Exercise description — Skip the pictures. Transcribe the rest of the data below without changing a word.

Exercise input —
──────────

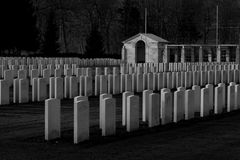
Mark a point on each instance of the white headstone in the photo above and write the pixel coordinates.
(23, 91)
(109, 117)
(189, 104)
(154, 110)
(132, 113)
(178, 108)
(81, 121)
(52, 119)
(204, 102)
(166, 108)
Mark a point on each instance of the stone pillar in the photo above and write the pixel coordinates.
(192, 55)
(183, 55)
(166, 55)
(209, 55)
(200, 54)
(238, 54)
(227, 55)
(176, 56)
(218, 54)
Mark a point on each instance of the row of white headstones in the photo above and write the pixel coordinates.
(65, 85)
(17, 61)
(158, 108)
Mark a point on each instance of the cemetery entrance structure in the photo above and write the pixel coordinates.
(140, 52)
(149, 48)
(143, 48)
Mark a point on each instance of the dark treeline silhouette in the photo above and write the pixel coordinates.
(98, 27)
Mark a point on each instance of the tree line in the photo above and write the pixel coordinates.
(95, 28)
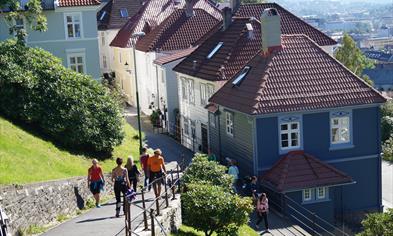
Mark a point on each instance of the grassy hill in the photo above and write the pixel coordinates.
(25, 158)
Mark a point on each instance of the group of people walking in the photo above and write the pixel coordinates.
(126, 177)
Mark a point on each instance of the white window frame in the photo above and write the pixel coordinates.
(73, 14)
(309, 198)
(289, 131)
(340, 117)
(203, 90)
(229, 123)
(76, 55)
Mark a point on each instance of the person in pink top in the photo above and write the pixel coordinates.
(262, 211)
(143, 159)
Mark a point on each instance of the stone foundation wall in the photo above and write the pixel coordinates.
(41, 203)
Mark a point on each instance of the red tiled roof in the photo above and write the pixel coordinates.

──────────

Output below —
Mark a point on each instance of the white headstone in the photo above and write the pixel coordinates.
(23, 91)
(109, 117)
(189, 104)
(154, 110)
(132, 113)
(178, 108)
(81, 121)
(52, 119)
(204, 102)
(166, 108)
Mark a point on each instance of the stone pillar in the photo above and write the pixel coordinates.
(192, 55)
(183, 55)
(166, 55)
(209, 55)
(200, 54)
(238, 54)
(227, 55)
(176, 56)
(218, 54)
Mark a point on each instance of the row of white headstones in the photo above and write the pixel coordinates.
(65, 85)
(17, 61)
(158, 108)
Mark a point on each instance of the cemetery entrance structure in the photo above and write the pixel coordinates.
(140, 52)
(149, 48)
(143, 48)
Mark a point on each instance of the dark treeline silhouette in the photo above and write the pixel coordinates.
(98, 27)
Mark a point on each instance of the tree line in the photo above and write the pixel coordinates.
(95, 28)
Mark a point on each instance of the grassy hill in the photo above and write the pixel coordinates.
(25, 158)
Mark a point on each instance of the group of people walking in the photo above and write the pixel coordinates.
(126, 177)
Mark a point on each instance of the white window frame in the photo above and write the pixel coordinates.
(73, 14)
(309, 198)
(289, 131)
(340, 117)
(203, 90)
(229, 123)
(76, 55)
Mark a point on each instance of the person in pink top in the photo above and write the pixel coordinates.
(262, 211)
(143, 159)
Mark a point on each instance of the stone foundation wall in the photo above and write the pixel coordinates.
(41, 203)
Mark a point on each instance of the red tiled roof in the photo above and write the pixel coordinates.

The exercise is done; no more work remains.